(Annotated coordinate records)
☆ ☆ ☆
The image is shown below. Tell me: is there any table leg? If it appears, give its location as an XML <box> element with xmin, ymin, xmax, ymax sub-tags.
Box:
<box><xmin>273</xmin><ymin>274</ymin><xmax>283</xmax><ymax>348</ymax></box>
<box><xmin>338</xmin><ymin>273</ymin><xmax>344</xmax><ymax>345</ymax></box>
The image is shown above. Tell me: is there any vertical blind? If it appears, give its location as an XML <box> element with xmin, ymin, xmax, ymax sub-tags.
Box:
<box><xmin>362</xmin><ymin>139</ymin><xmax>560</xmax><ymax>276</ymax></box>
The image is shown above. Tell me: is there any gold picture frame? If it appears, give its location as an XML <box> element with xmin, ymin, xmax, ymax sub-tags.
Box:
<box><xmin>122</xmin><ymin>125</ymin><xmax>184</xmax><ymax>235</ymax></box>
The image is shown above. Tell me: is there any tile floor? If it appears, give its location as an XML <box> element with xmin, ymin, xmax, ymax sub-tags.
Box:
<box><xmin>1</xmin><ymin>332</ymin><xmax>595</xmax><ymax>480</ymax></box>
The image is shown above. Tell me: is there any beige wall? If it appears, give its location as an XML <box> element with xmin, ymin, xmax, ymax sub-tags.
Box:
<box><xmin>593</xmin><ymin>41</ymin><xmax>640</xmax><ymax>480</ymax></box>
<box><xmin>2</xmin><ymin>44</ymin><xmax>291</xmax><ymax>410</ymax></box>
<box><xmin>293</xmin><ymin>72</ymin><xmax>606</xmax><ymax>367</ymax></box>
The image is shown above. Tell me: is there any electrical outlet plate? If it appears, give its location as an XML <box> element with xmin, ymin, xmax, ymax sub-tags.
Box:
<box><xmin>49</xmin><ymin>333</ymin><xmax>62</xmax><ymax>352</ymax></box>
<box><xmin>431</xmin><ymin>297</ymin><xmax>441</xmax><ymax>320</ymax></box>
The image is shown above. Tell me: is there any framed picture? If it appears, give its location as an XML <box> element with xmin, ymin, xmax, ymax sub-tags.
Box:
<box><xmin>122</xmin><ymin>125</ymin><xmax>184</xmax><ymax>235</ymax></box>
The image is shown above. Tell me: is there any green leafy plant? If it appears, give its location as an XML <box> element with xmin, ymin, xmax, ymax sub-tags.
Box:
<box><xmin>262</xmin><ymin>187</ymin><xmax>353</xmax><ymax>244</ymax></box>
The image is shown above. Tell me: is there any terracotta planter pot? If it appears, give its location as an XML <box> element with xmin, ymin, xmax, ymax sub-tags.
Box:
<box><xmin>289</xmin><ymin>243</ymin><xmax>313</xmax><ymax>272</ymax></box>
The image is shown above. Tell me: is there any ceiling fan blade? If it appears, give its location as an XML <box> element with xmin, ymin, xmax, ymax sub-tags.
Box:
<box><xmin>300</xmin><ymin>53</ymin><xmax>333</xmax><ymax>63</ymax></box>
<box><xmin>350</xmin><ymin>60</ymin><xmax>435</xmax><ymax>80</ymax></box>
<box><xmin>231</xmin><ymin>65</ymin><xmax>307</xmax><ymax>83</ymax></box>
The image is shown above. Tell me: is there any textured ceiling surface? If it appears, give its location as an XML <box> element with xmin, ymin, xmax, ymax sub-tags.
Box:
☆ ☆ ☆
*What this task involves*
Retype every line above without changing a single character.

*Result for this task*
The image is shown below. Tell me: is there any table leg? If it appears, give its location as an XML <box> element with xmin, ymin, xmax, ymax sub-tags.
Box:
<box><xmin>273</xmin><ymin>274</ymin><xmax>283</xmax><ymax>348</ymax></box>
<box><xmin>338</xmin><ymin>273</ymin><xmax>344</xmax><ymax>345</ymax></box>
The image is shown above. Tell me: is there any vertical blind? If it appears, give its location as an XML <box> element with xmin, ymin, xmax, ymax sub-tags.
Box:
<box><xmin>362</xmin><ymin>139</ymin><xmax>560</xmax><ymax>276</ymax></box>
The image is shown above. Tell me: is there any gold picture frame? If it appears, give its location as an XML <box> element with xmin, ymin, xmax, ymax sub-tags.
Box:
<box><xmin>122</xmin><ymin>125</ymin><xmax>184</xmax><ymax>235</ymax></box>
The image is shown above. Tell me: is there any tile floor? If it appears, give its location as an XML <box> element with xmin, ymin, xmax, ymax sub-tags.
Box:
<box><xmin>1</xmin><ymin>332</ymin><xmax>595</xmax><ymax>480</ymax></box>
The image is shown above. Tell me: is there any beige wall? If it appears, give its location as an XML <box> element with xmin, ymin, xmax, ymax sub-tags.
Box:
<box><xmin>593</xmin><ymin>41</ymin><xmax>640</xmax><ymax>480</ymax></box>
<box><xmin>2</xmin><ymin>44</ymin><xmax>291</xmax><ymax>410</ymax></box>
<box><xmin>293</xmin><ymin>72</ymin><xmax>606</xmax><ymax>367</ymax></box>
The image is shown above. Tell me: is there any electrical outlet plate? If it appears, give its location as an XML <box> element with xmin, ymin, xmax, ymax sub-tags.
Box:
<box><xmin>49</xmin><ymin>333</ymin><xmax>62</xmax><ymax>352</ymax></box>
<box><xmin>431</xmin><ymin>297</ymin><xmax>441</xmax><ymax>320</ymax></box>
The image is shown above. Tell me: is there any framed picture? If it appears, give its location as an XML <box> element with xmin, ymin, xmax, ymax sub-tags.
Box:
<box><xmin>122</xmin><ymin>125</ymin><xmax>184</xmax><ymax>235</ymax></box>
The image is shown above. Tell me: is there any green leafy plant? If it appears, give its location as an XML <box> element with xmin, ymin, xmax, ymax sub-tags.
Box:
<box><xmin>262</xmin><ymin>187</ymin><xmax>353</xmax><ymax>244</ymax></box>
The image is shown above. Tell me: is there any terracotta planter pot? If it appears, give its location as an XML <box> element with xmin, ymin, xmax, ymax sub-tags.
Box:
<box><xmin>289</xmin><ymin>243</ymin><xmax>313</xmax><ymax>272</ymax></box>
The image is shown above. Tell me: is there any ceiling fan blade? If it appears, give its location as an XML <box> element with xmin, ymin, xmax, ymax sub-tags.
Box:
<box><xmin>300</xmin><ymin>53</ymin><xmax>333</xmax><ymax>63</ymax></box>
<box><xmin>350</xmin><ymin>60</ymin><xmax>435</xmax><ymax>80</ymax></box>
<box><xmin>231</xmin><ymin>65</ymin><xmax>307</xmax><ymax>83</ymax></box>
The image is shown above. Tell me: is there any textured ceiling surface? If it appears, give its location as an XML <box> element with xmin, ymin, xmax, ymax sub-tags.
Box:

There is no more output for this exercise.